## START Records shown

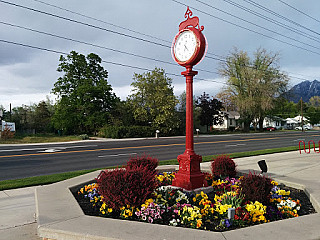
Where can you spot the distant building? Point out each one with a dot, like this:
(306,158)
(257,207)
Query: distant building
(230,122)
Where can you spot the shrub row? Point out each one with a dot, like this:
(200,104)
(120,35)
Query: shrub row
(131,185)
(253,187)
(126,131)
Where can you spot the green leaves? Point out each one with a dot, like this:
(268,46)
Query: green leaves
(85,99)
(153,102)
(254,84)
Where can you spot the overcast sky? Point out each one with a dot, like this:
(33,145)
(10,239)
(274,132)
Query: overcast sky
(27,74)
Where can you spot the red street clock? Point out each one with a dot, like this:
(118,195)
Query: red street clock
(189,45)
(188,49)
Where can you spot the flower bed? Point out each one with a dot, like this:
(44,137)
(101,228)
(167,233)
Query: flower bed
(171,206)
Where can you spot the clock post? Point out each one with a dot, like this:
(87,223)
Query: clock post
(188,49)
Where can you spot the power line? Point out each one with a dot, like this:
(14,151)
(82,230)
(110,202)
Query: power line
(102,21)
(254,24)
(298,10)
(104,61)
(248,29)
(285,26)
(115,25)
(279,15)
(85,24)
(126,35)
(95,45)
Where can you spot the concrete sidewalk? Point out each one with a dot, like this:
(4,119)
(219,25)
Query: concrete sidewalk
(17,208)
(17,214)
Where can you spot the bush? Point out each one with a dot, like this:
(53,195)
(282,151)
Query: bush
(256,188)
(223,166)
(6,133)
(143,161)
(126,131)
(122,187)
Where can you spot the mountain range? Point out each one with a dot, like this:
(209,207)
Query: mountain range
(306,90)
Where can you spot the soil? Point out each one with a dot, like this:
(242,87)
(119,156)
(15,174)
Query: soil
(305,209)
(306,205)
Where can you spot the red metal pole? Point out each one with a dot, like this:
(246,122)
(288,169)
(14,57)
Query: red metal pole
(189,175)
(189,74)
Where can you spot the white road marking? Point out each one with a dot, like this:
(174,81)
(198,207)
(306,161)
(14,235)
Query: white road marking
(120,154)
(236,145)
(50,150)
(40,149)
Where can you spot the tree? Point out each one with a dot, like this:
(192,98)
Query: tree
(253,84)
(84,97)
(210,110)
(315,101)
(153,102)
(42,117)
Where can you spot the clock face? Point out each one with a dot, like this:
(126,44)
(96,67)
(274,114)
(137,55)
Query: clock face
(185,46)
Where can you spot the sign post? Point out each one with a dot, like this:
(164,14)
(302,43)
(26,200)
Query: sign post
(188,49)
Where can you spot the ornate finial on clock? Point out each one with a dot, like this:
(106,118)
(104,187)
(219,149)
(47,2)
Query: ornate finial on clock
(191,21)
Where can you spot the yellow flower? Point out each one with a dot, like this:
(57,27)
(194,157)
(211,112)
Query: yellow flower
(199,223)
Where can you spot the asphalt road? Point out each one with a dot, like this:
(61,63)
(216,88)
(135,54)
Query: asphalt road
(20,161)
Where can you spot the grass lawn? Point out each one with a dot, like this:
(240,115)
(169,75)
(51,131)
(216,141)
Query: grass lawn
(42,180)
(40,139)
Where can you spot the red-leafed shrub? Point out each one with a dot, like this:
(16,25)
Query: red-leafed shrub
(256,188)
(122,187)
(146,161)
(223,166)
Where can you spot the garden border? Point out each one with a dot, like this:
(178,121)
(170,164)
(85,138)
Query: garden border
(59,216)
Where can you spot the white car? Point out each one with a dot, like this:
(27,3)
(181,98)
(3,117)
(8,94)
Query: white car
(305,127)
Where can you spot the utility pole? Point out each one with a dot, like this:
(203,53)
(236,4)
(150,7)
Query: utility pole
(301,116)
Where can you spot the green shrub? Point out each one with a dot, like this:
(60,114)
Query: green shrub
(84,136)
(223,166)
(256,188)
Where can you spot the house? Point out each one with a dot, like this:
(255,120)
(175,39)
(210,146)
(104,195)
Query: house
(274,121)
(292,123)
(230,121)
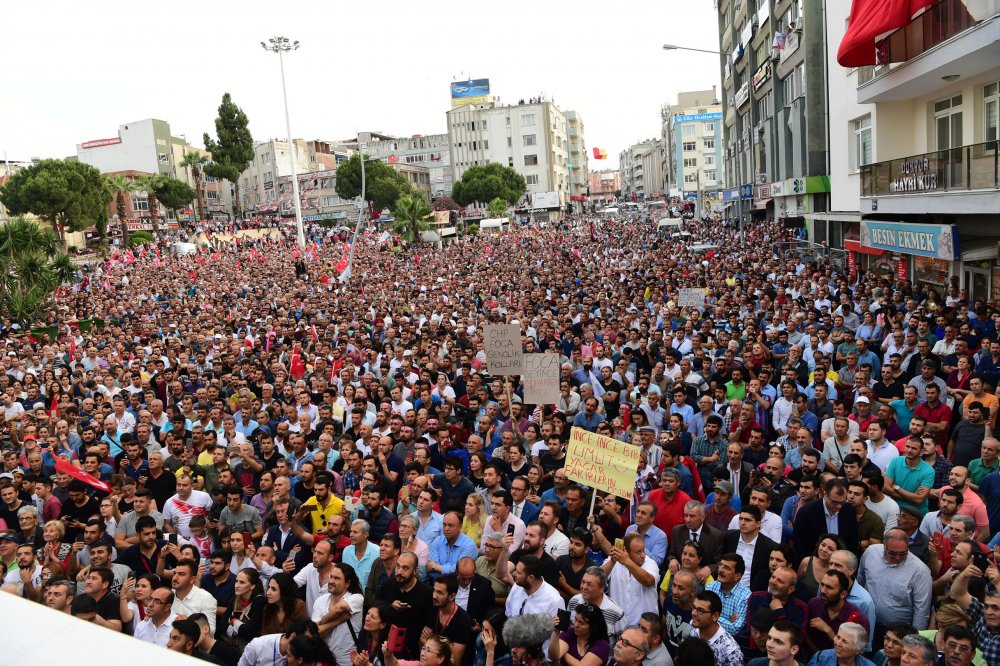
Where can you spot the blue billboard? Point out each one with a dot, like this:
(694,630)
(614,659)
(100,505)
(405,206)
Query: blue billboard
(473,91)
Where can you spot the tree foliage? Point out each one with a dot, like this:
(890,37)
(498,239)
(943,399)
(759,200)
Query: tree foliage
(383,184)
(71,194)
(232,150)
(31,268)
(497,208)
(413,216)
(483,183)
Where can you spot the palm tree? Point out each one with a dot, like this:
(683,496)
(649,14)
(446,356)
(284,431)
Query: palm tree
(194,162)
(148,184)
(31,268)
(413,216)
(121,187)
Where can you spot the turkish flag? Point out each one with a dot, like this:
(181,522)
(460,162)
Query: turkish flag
(80,475)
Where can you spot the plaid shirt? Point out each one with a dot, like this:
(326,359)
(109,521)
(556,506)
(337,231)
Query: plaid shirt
(987,642)
(734,606)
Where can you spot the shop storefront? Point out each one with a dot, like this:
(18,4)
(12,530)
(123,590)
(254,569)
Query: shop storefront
(924,253)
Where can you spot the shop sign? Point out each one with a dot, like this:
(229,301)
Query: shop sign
(923,240)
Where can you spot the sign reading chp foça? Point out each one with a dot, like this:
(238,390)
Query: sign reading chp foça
(502,346)
(603,463)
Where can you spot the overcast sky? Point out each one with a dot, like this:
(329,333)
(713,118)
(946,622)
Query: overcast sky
(75,71)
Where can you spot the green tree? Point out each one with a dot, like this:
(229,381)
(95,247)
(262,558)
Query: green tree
(483,183)
(383,184)
(413,216)
(148,183)
(196,163)
(232,150)
(174,193)
(31,268)
(68,195)
(121,188)
(497,208)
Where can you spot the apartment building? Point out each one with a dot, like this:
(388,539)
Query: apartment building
(692,145)
(534,137)
(917,135)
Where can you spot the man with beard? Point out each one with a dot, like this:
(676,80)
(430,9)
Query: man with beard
(411,602)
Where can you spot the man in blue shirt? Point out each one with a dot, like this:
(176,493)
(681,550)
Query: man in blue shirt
(450,547)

## END Records shown

§ Aim of the task
Copy out the listing exactly as it stands, but not the pictures.

§ Response
Where can you spot the distant building? Point out each one with a dot, like this:
(306,158)
(257,207)
Query: distant building
(230,122)
Where can you spot the shrub row? Point out each one with a dot, like this:
(200,104)
(120,35)
Query: shrub row
(131,185)
(253,187)
(126,131)
Where can you spot the green leaves? Point out each one with a dot, like this:
(268,46)
Query: green leaves
(85,99)
(153,102)
(254,84)
Where can you spot the overcast sky? Point out each one with a dot, like this:
(33,145)
(10,239)
(274,132)
Query: overcast sky
(27,74)
Where can you spot the red street clock? Point out each one with a dot, like this:
(118,195)
Query: red street clock
(189,45)
(188,49)
Where can you spot the flower bed? Point out each one with a dot, like this:
(44,137)
(101,228)
(167,233)
Query: flower bed
(171,206)
Where can you spot the clock post? Point out each one with a dot, like this:
(87,223)
Query: clock post
(188,49)
Where can you spot the power line? Point out each one with a dot, like this:
(14,151)
(82,230)
(110,202)
Query: power line
(102,21)
(254,24)
(298,10)
(104,61)
(248,29)
(285,26)
(115,25)
(279,15)
(85,24)
(126,35)
(95,45)
Where can you spot the concrete sidewalk? Point out each one with a dot, like this:
(4,119)
(219,25)
Query: concrete sidewalk
(17,208)
(17,214)
Where can you spot the bush? Point out each one with a dot, like this:
(53,195)
(282,151)
Query: bush
(256,188)
(223,166)
(6,133)
(143,161)
(126,131)
(122,187)
Where can you spot the mountain range? Point out each one with a dot, like this:
(209,207)
Query: mountain range
(306,90)
Where can you spot the soil? Point out each one with a dot, like this:
(242,87)
(119,156)
(15,174)
Query: soil
(305,209)
(306,205)
Where can you spot the red metal pole? Point out each one with a dot, like this:
(246,122)
(288,169)
(14,57)
Query: red metal pole
(189,175)
(189,74)
Where can you spot the white road marking? Point out each one with a dot, like this:
(174,81)
(198,207)
(306,161)
(14,235)
Query: white road marking
(120,154)
(236,145)
(50,150)
(40,149)
Where can you spot the tree? Point out each one with a dot, like this:
(192,98)
Query: tree
(253,84)
(84,97)
(210,110)
(315,101)
(153,102)
(42,117)
Where can you spot the clock face? Point out each one with a dot, like this:
(126,44)
(96,67)
(274,114)
(137,55)
Query: clock face
(185,46)
Where can you spot the sign post? Point out each one with a dot, like this:
(164,14)
(302,43)
(26,200)
Query: sign post
(188,49)
Where can you spot the ornate finial on clock? Point out each one with a dot, like this:
(106,118)
(104,187)
(219,149)
(47,2)
Query: ornate finial on clock
(191,21)
Where can you spot the yellow flower? Point out each one with a dot, like this:
(57,27)
(194,157)
(211,112)
Query: yellow flower
(199,223)
Where can you spot the asphalt road? Point out each one with a dot, like this:
(61,63)
(216,88)
(135,54)
Query: asphalt road
(20,161)
Where can you spot the grass lawn? Point out each one with a dot, like this:
(240,115)
(169,75)
(51,131)
(216,141)
Query: grass lawn
(42,180)
(40,139)
Where can you spot the red-leafed shrub? Point out each one with a dot, like this:
(16,25)
Query: red-leafed shrub
(256,188)
(122,187)
(146,161)
(223,166)
Where can you spot the garden border? Point out each one with a dot, like this:
(178,121)
(170,164)
(85,138)
Query: garden border
(59,216)
Where can you spot the white car? Point out each one with a dot, like this:
(27,3)
(181,98)
(3,117)
(8,94)
Query: white car
(305,127)
Where can you spot the utility pole? Point out each one with a dot, like this:
(203,53)
(236,4)
(150,7)
Query: utility pole
(301,116)
Where can you spot the green shrub? Point out each one with a dot, like this:
(60,114)
Query: green shrub
(84,136)
(223,166)
(256,188)
Where can you spot the house? Point out each one with a dot, like this:
(255,120)
(175,39)
(210,146)
(104,195)
Query: house
(274,121)
(292,123)
(230,121)
Where can you spot the blue billboard? Point out each one with a dot, like this:
(694,630)
(614,659)
(100,505)
(405,206)
Query: blue billboard
(473,91)
Where can you spot the tree foliage? Point out each one with a dot, like this:
(890,37)
(498,239)
(943,399)
(759,200)
Query: tree foliage
(383,184)
(71,194)
(232,150)
(31,268)
(497,208)
(413,216)
(483,183)
Where can you spot the palm tree? Point out each one with a dot, like this:
(683,496)
(649,14)
(446,356)
(284,431)
Query: palm tree
(194,162)
(148,184)
(31,268)
(413,216)
(121,187)
Where can you spot the turkish flag? Point out each one with a dot, like this:
(181,522)
(460,162)
Query: turkish flag
(80,475)
Where can you spot the plaid shirt? Point out each one with a dot, like this:
(326,359)
(109,521)
(556,506)
(337,231)
Query: plaid shirt
(987,642)
(734,606)
Where can you spot the shop storefront? Point out each one with a dot, like this:
(18,4)
(12,530)
(123,590)
(254,569)
Query: shop storefront
(924,253)
Where can you spot the shop sign? Point out each one with a dot, like this:
(229,301)
Query: shop sign
(923,240)
Where can you spot the sign reading chp foça? Point out each one with a dot, like this:
(238,390)
Query: sign reading chp foça
(502,346)
(603,463)
Where can you spot the overcast sky? Point out each one with a dot, like this:
(329,333)
(713,118)
(946,622)
Query: overcast sky
(75,71)
Where can you spot the green tree? Point out each one with a dot, like this:
(229,381)
(95,247)
(262,558)
Query: green tree
(483,183)
(383,184)
(413,216)
(148,183)
(196,163)
(232,150)
(174,193)
(31,268)
(68,195)
(121,188)
(497,208)
Where can you spot the apartment building? Point out each one with a dot, like this:
(388,539)
Query: apartment building
(692,145)
(534,137)
(917,135)
Where can you spot the man with beard? Point out each one with a dot, like this:
(676,80)
(430,9)
Query: man with beard
(411,602)
Where can you spot the man in blue shirt? Point out each one with a dot, like this:
(176,493)
(681,550)
Query: man in blue shirt
(450,547)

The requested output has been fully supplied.